The problem: Update the data starting at the line that has "target | dried branch arrangement" and ending with the line that has "[(611, 692)]", swapping "stone" for "rock" and leaving everything else as it is. Leave the pictures out of your answer.

Position identification data
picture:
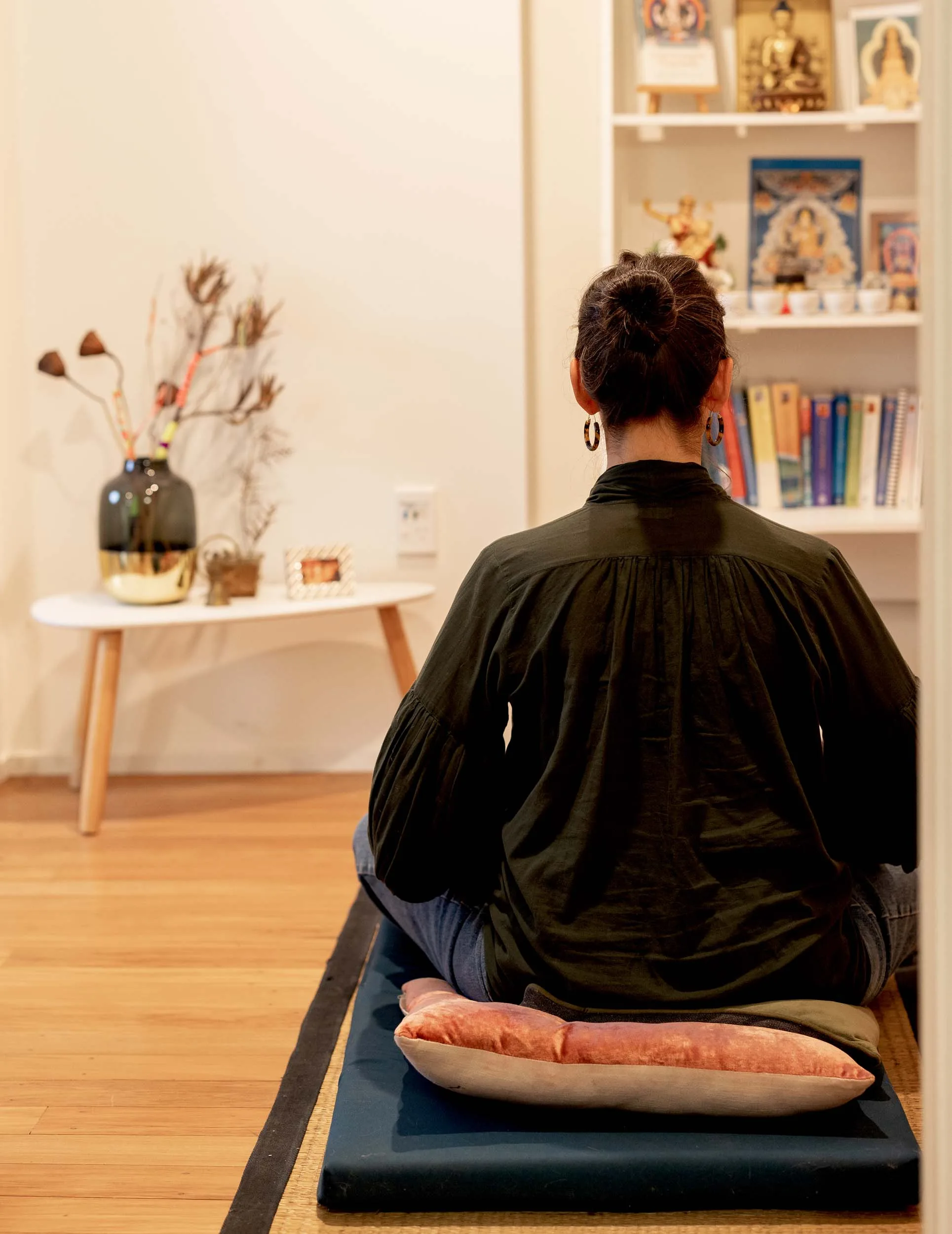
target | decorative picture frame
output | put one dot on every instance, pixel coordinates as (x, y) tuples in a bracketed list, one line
[(884, 57), (809, 26), (894, 251), (675, 50), (320, 571), (804, 223)]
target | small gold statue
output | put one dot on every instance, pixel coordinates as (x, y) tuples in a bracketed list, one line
[(896, 87), (786, 77), (695, 237), (683, 224)]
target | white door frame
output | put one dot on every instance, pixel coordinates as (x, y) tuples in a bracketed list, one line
[(936, 617)]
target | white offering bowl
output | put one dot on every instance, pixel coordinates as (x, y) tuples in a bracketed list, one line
[(803, 304), (839, 300)]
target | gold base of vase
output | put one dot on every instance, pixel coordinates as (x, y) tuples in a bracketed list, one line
[(147, 578)]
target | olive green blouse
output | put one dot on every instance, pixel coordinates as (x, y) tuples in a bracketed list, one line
[(711, 731)]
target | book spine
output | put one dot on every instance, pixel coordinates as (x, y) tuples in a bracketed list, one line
[(807, 447), (915, 498), (785, 398), (823, 445), (911, 455), (841, 432), (731, 448), (739, 400), (870, 448), (854, 450), (896, 452), (886, 448), (765, 450)]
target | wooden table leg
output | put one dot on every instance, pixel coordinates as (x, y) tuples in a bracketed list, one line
[(99, 736), (400, 653), (85, 699)]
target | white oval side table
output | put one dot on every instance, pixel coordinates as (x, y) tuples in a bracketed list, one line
[(107, 620)]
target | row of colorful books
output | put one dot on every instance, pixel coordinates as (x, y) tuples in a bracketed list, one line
[(786, 448)]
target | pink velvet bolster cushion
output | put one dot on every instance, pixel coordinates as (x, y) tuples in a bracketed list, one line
[(520, 1054)]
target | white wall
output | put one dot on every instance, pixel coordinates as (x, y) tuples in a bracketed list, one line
[(369, 157)]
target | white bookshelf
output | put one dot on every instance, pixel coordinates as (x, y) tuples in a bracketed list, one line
[(743, 121), (751, 322), (847, 520), (683, 151)]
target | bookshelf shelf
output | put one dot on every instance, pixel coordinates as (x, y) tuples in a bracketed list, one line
[(743, 121), (751, 324), (846, 520)]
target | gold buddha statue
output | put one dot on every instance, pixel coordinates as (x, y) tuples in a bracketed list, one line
[(786, 78), (894, 87)]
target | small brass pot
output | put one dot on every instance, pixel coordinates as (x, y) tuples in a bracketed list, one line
[(241, 576)]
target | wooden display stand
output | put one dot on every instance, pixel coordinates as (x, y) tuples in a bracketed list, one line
[(655, 92)]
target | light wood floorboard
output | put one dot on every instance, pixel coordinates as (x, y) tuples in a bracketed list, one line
[(152, 984)]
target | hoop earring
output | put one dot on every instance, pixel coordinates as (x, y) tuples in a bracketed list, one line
[(714, 441)]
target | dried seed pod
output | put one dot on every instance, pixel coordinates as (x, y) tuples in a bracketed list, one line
[(52, 364), (92, 345)]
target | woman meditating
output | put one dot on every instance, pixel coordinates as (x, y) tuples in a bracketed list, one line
[(708, 796)]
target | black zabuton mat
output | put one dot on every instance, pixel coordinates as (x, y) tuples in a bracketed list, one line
[(399, 1143)]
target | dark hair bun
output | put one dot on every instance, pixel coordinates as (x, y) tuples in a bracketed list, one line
[(641, 307)]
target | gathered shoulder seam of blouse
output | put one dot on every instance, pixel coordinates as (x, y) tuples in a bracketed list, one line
[(419, 702), (786, 572)]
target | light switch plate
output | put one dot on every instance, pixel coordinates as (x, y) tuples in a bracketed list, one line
[(417, 521)]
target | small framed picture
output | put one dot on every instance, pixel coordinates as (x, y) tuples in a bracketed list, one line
[(318, 571), (884, 57), (894, 252)]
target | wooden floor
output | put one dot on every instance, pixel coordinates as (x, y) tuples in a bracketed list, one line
[(152, 984)]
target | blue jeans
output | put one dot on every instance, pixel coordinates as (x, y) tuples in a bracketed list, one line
[(448, 932), (884, 909)]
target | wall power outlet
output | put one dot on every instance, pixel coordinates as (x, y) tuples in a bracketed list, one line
[(417, 521)]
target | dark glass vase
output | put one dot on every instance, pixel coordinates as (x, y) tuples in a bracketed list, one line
[(147, 535)]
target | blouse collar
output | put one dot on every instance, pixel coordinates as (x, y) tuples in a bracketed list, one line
[(654, 482)]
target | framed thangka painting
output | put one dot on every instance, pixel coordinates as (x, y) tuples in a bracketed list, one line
[(675, 46), (804, 223), (886, 57), (894, 251)]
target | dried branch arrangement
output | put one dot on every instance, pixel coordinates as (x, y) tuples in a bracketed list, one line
[(218, 371), (246, 326)]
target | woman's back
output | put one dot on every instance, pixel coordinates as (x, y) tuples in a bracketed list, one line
[(712, 766), (710, 722)]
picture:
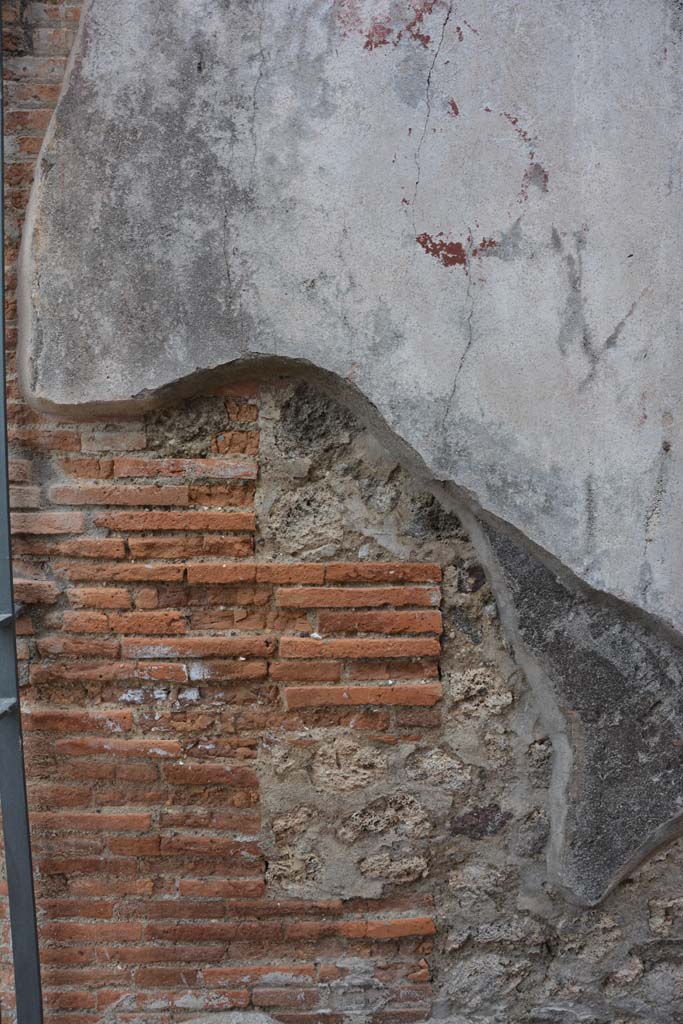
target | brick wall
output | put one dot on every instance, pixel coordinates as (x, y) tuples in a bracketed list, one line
[(157, 655)]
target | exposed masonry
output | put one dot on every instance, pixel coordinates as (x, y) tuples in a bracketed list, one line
[(281, 759), (325, 861)]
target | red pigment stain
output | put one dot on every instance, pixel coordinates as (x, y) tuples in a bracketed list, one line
[(535, 174), (517, 127), (377, 35), (484, 245), (421, 9), (348, 14), (447, 253)]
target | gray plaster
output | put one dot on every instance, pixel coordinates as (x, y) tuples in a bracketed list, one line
[(471, 213), (611, 695)]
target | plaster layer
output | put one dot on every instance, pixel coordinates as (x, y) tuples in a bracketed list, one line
[(472, 212)]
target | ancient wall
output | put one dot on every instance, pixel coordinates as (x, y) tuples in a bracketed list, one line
[(282, 755)]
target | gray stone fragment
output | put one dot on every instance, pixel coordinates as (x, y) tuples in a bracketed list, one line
[(614, 699)]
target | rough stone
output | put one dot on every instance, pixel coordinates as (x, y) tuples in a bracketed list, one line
[(471, 222), (614, 708)]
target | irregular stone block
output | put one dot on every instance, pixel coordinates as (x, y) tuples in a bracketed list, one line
[(611, 692)]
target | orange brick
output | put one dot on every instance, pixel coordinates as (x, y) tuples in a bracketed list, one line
[(358, 597), (205, 521), (36, 591), (389, 623), (190, 547), (125, 623), (369, 648), (241, 469), (383, 572), (287, 572), (82, 821), (119, 571), (38, 718), (199, 647), (303, 672), (86, 745), (221, 572), (98, 597), (47, 522), (319, 696), (108, 494)]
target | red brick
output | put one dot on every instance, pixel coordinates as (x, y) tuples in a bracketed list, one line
[(166, 977), (389, 623), (358, 597), (220, 671), (97, 469), (221, 887), (97, 933), (305, 672), (186, 520), (73, 720), (19, 470), (36, 591), (47, 522), (108, 494), (286, 572), (299, 997), (210, 774), (101, 672), (124, 623), (77, 647), (119, 572), (399, 647), (416, 669), (241, 469), (221, 572), (86, 745), (198, 647), (190, 547), (98, 597), (383, 572), (319, 696), (80, 821), (220, 976)]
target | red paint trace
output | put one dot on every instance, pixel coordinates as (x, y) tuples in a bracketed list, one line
[(377, 35), (447, 253)]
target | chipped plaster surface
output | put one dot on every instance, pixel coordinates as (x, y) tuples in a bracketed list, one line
[(472, 213)]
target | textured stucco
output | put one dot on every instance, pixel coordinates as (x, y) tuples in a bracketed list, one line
[(472, 213)]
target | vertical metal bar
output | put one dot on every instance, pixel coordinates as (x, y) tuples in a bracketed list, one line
[(12, 780)]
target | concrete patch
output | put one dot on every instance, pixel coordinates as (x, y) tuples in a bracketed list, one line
[(330, 188)]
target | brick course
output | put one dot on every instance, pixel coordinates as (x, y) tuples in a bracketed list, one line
[(156, 652)]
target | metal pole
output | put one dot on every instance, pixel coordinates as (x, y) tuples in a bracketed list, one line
[(12, 780)]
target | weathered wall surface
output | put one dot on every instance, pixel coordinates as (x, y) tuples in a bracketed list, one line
[(401, 859), (281, 757), (470, 211)]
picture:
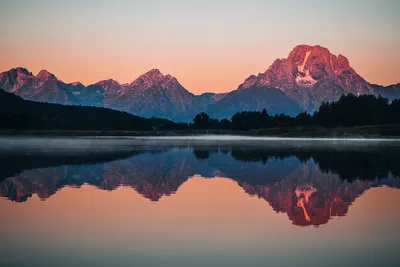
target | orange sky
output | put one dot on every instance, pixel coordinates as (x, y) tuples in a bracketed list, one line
[(207, 45)]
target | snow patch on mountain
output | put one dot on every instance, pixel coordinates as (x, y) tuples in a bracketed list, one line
[(301, 67), (305, 79)]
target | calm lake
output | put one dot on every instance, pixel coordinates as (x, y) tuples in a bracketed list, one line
[(204, 201)]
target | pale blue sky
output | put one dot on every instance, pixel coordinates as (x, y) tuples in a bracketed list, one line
[(207, 45)]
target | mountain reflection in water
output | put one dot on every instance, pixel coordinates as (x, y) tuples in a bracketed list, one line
[(308, 183)]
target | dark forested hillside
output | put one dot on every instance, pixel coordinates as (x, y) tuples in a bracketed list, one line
[(19, 114)]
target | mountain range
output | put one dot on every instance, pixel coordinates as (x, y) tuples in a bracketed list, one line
[(309, 76)]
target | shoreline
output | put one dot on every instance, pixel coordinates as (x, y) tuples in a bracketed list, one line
[(366, 132)]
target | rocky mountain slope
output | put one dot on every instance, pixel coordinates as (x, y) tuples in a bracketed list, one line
[(300, 82)]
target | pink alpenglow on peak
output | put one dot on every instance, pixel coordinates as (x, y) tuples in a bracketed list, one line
[(311, 75)]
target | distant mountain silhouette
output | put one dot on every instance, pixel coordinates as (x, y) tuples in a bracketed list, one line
[(19, 114), (309, 76)]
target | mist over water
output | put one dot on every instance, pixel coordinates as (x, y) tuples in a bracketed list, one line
[(203, 201)]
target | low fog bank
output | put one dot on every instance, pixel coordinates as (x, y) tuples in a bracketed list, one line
[(89, 145)]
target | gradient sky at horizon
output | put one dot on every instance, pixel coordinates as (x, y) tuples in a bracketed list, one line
[(208, 45)]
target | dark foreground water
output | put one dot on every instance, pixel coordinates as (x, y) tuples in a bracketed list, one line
[(177, 202)]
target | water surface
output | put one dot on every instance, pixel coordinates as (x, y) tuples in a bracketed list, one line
[(195, 202)]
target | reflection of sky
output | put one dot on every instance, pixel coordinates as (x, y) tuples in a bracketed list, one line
[(208, 222), (208, 45)]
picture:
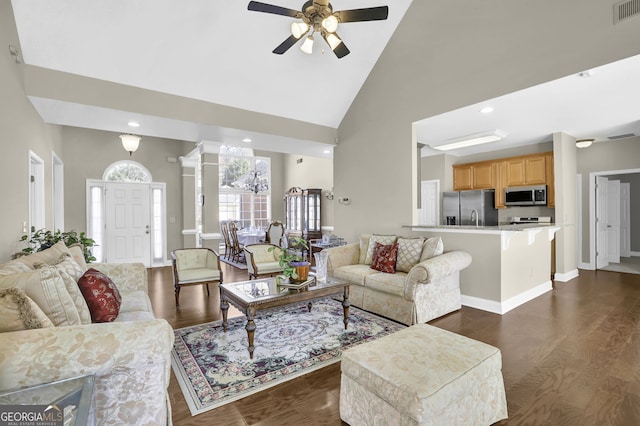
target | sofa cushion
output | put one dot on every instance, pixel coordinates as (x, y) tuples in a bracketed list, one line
[(47, 289), (13, 267), (101, 294), (432, 247), (392, 284), (409, 251), (49, 256), (19, 312), (384, 258), (354, 274), (385, 240)]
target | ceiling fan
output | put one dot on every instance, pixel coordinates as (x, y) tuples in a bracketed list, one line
[(317, 16)]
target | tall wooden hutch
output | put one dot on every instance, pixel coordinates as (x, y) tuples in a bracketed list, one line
[(302, 212)]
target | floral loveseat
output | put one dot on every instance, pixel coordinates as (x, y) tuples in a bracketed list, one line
[(48, 335), (423, 283)]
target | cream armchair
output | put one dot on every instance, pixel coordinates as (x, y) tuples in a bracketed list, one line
[(262, 261), (195, 266)]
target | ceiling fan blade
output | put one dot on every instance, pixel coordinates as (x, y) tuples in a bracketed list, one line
[(368, 14), (285, 45), (257, 6), (341, 50)]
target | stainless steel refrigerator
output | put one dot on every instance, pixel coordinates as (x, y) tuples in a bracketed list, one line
[(462, 207)]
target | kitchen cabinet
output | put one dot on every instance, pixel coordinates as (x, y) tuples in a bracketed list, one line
[(473, 176), (533, 169)]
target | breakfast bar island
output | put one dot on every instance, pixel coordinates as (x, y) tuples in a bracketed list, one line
[(511, 265)]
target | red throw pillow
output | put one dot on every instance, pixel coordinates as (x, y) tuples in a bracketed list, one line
[(101, 294), (384, 258)]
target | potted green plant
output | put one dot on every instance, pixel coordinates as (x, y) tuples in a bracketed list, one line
[(294, 267), (43, 239)]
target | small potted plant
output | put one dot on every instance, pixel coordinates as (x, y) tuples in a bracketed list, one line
[(294, 267)]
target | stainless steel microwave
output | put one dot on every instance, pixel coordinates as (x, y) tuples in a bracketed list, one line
[(526, 196)]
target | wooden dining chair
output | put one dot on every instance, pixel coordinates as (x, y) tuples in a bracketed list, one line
[(195, 266), (237, 248), (275, 232)]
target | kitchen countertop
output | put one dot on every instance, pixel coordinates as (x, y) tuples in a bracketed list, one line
[(482, 229)]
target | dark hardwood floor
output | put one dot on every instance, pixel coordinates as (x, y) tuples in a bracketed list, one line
[(570, 357)]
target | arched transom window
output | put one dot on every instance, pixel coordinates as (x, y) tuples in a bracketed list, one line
[(127, 171)]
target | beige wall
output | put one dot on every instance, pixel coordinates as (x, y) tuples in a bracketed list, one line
[(22, 130), (605, 157), (87, 153), (490, 49)]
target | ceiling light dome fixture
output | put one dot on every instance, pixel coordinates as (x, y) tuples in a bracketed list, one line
[(584, 143), (130, 143), (298, 29), (307, 46)]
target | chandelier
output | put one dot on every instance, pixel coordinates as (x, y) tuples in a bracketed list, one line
[(256, 183)]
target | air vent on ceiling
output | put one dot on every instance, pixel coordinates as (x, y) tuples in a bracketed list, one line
[(625, 10), (623, 136)]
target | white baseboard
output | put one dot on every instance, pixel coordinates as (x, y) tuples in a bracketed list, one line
[(567, 276), (509, 304)]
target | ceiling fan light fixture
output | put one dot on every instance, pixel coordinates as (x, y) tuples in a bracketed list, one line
[(307, 46), (333, 40), (298, 29), (330, 23), (584, 143)]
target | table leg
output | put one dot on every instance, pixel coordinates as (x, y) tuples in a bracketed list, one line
[(224, 307), (345, 305), (251, 328)]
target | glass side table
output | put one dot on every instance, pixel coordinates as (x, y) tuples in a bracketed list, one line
[(66, 402)]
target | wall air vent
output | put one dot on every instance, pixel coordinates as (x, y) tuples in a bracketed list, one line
[(623, 136), (625, 10)]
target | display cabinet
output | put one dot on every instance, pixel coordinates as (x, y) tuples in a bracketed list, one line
[(302, 212)]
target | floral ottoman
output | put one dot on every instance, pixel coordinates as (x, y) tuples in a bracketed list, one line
[(422, 375)]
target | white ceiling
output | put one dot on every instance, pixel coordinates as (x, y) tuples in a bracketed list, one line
[(218, 51), (602, 105)]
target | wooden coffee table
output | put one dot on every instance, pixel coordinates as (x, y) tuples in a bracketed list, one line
[(249, 296)]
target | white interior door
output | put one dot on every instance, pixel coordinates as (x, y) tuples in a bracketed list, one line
[(429, 213), (613, 215), (127, 218), (625, 219), (602, 222)]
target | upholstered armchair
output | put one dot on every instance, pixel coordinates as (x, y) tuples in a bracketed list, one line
[(195, 266), (262, 261)]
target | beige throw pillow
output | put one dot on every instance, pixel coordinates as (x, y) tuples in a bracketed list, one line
[(47, 289), (19, 312), (409, 252), (385, 240), (432, 247), (50, 256)]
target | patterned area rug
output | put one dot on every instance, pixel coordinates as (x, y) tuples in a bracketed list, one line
[(213, 367)]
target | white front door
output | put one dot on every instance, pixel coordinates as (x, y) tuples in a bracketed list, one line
[(429, 212), (127, 218), (625, 219), (602, 222), (613, 215)]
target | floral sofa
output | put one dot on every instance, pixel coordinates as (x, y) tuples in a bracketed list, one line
[(422, 284), (48, 334)]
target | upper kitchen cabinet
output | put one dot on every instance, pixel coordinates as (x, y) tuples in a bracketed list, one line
[(534, 169), (528, 170), (473, 176)]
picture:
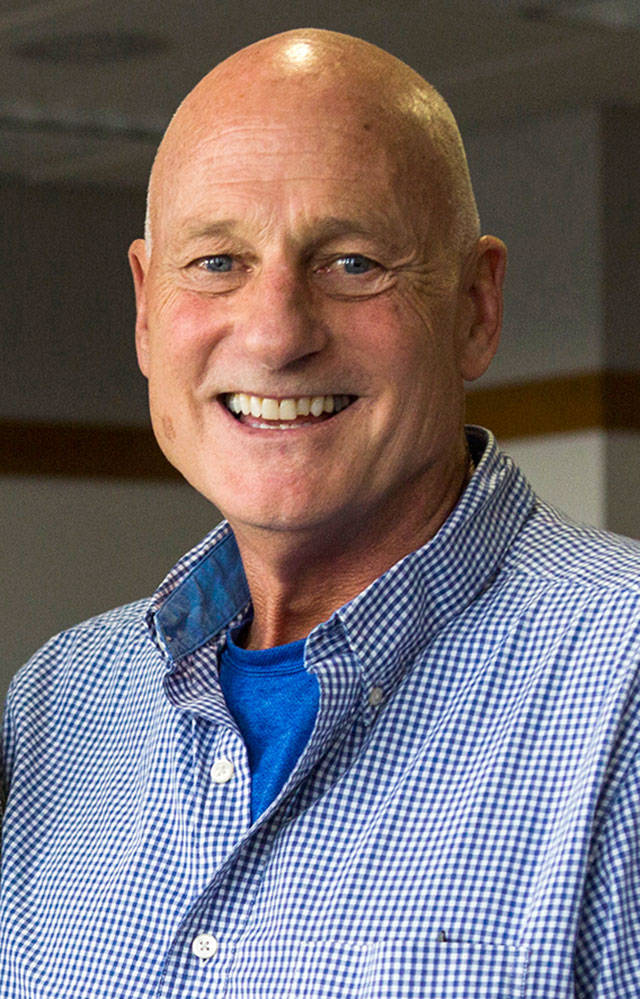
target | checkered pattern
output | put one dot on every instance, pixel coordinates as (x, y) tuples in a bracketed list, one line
[(476, 835)]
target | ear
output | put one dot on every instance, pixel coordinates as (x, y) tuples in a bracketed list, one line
[(139, 263), (483, 294)]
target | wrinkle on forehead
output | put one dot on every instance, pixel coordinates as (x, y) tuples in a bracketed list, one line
[(341, 84)]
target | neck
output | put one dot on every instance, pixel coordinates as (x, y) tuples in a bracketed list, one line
[(298, 578)]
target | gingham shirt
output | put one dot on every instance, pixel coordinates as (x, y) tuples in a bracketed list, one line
[(463, 824)]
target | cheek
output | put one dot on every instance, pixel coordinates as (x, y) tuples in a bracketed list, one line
[(183, 332)]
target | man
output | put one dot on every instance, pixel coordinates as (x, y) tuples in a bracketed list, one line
[(377, 735)]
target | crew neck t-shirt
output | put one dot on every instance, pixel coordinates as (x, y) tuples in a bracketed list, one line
[(274, 701)]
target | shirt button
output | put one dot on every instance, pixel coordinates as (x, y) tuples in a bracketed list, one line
[(221, 770), (204, 945), (376, 697)]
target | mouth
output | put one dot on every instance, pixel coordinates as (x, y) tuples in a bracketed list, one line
[(269, 413)]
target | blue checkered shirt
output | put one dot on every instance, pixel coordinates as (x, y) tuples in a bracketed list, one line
[(464, 822)]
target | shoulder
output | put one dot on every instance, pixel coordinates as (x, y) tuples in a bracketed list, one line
[(83, 655), (554, 548)]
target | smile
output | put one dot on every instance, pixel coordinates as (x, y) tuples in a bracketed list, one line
[(292, 411)]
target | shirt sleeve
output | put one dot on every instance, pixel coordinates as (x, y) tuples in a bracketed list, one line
[(607, 957)]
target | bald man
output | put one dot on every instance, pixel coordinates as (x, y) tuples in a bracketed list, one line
[(378, 734)]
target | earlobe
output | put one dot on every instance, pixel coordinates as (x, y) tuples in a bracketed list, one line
[(139, 262), (484, 284)]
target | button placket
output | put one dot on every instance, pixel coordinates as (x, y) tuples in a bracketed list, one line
[(205, 946), (222, 770)]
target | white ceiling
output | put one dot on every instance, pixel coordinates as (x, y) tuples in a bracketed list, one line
[(97, 119)]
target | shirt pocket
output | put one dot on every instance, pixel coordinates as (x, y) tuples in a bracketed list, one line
[(432, 969)]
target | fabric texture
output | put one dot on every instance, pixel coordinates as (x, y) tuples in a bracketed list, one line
[(463, 822), (274, 702)]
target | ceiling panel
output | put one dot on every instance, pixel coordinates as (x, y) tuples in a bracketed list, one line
[(98, 121)]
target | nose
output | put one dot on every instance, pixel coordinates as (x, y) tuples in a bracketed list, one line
[(280, 322)]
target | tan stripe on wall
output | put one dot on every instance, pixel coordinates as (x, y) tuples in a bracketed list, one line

Correct result:
target | dried branch arrangement
output | put one dot on every instance, pixel coordinates as (x, y) tuples in a bracketed list, one line
[(218, 371), (246, 326)]
target | woman's back
output | put one dot on every instance, pixel coordinates as (x, y) tuples in a bracketed list, one line
[(712, 766), (710, 722)]
picture:
target | brick wall
output | put one dot on every instance, pixel coordinates as (x, y) tuples in a bracketed list, one line
[(157, 655)]
target | exposed masonry
output | put one dot on every instance, pixel coordinates as (x, y) tuples in a bracketed list, one line
[(281, 759), (325, 861)]
target | red pigment stain
output | put one dot on every instance, pixel coordinates as (x, y) tuples in a bracketed list, one line
[(535, 174), (517, 127), (377, 35), (484, 245), (421, 9), (348, 14), (447, 253)]
target | gray plaster
output | put one dot on every instance, pixel coordinates as (x, y) tuples in a bracketed list, one line
[(471, 213), (611, 695)]
target | plaster layer
output | put one dot on every instance, pixel coordinates as (x, y) tuples in a bracketed list, one line
[(472, 212)]
target | ancient wall
output | put one dot on every instance, pixel coordinates as (x, y) tuples in a bracketed list, one line
[(282, 755)]
target | gray rock fragment
output | put one dot on every instance, pixel coordinates as (x, y) tuples in a bracketed list, one line
[(614, 699)]
target | rough rock
output | put one dot on every instance, pixel coordinates as (x, y) tuples in a bracketed list, one line
[(471, 222), (614, 708)]
target | irregular rock block
output | put one dot on every instance, pixel coordinates as (x, y) tuples in a bracketed list, one line
[(611, 692)]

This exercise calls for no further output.